» Stored data:
***

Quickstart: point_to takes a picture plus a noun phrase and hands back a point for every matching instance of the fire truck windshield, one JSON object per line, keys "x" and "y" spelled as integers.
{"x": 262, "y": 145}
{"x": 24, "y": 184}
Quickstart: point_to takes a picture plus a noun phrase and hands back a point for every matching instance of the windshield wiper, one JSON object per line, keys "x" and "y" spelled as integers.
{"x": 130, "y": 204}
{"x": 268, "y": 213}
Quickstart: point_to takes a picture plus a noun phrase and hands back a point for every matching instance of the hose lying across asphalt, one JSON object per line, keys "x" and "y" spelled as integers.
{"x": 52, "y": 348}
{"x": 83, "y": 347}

***

Output every line above without altering anything.

Quickstart: point_to takes a picture plus a noun phrase and hands back a point for every matching instance of the fire truck windshield, one JSON object per line, keys "x" and "y" spelled as integers.
{"x": 262, "y": 145}
{"x": 24, "y": 184}
Quickstart: point_to takes a picture plus a noun phrase and hands back a point for every matching instance of the windshield wiper, one JSON object per line, keys "x" and "y" spelled as integers.
{"x": 130, "y": 204}
{"x": 268, "y": 213}
Quickstart: point_to takes a picture plus a noun phrase and hands back a point for every matching instance of the hose lying across asphalt, one JSON object per line, keys "x" and "y" spelled as integers.
{"x": 52, "y": 348}
{"x": 83, "y": 347}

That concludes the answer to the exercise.